### What is being asked
The task requires restating, word for word, the lines of the entries below from the one containing "# mark the innermost" through the final one, both included.

### Image-grounded pointing data

▼▼▼

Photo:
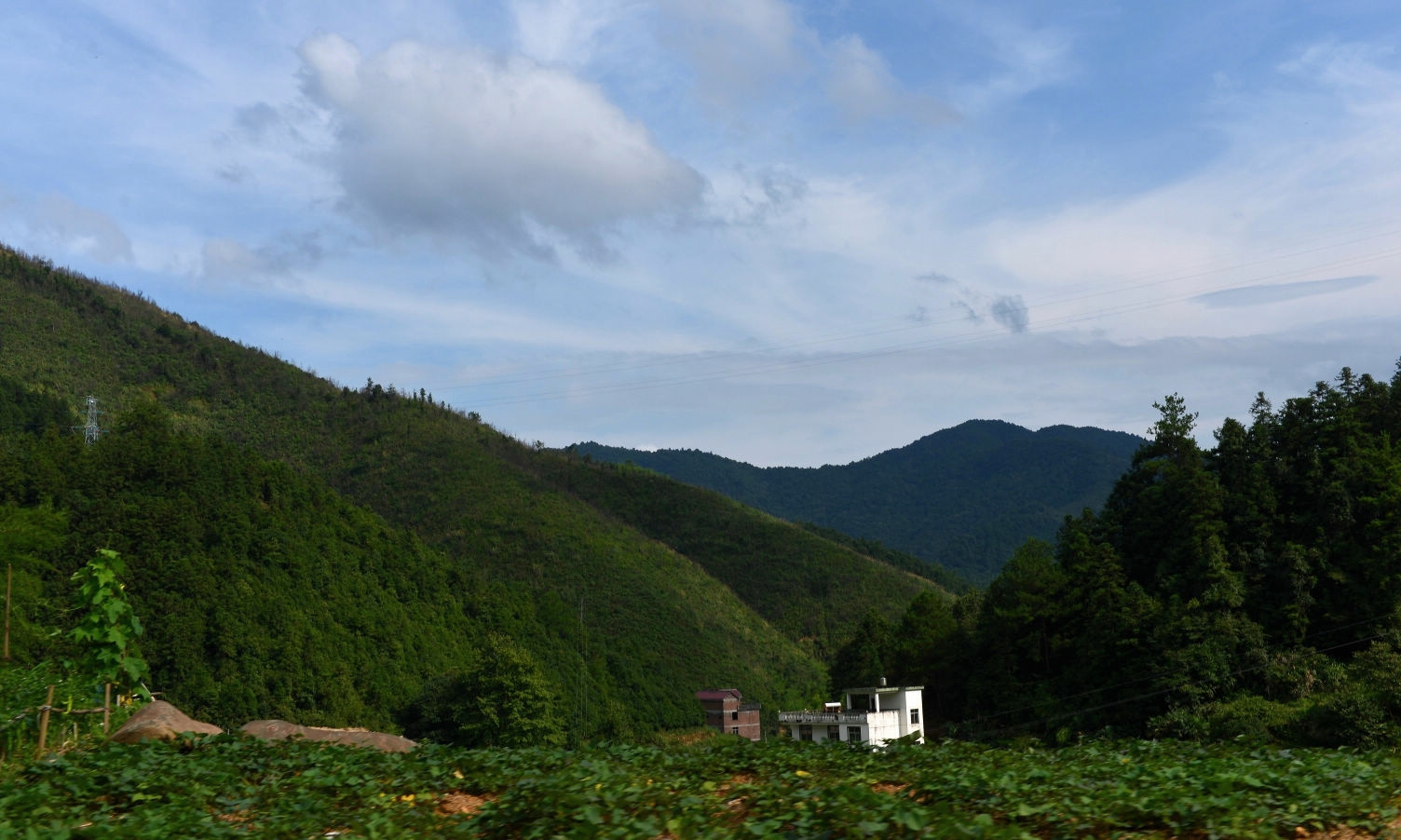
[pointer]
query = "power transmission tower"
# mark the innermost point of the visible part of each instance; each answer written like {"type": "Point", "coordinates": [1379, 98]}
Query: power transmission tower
{"type": "Point", "coordinates": [90, 430]}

▲▲▲

### Expected answer
# mark the innermost point of the visible part of each instance; each answer written like {"type": "Point", "coordinates": [1379, 98]}
Query: power transmission tower
{"type": "Point", "coordinates": [90, 430]}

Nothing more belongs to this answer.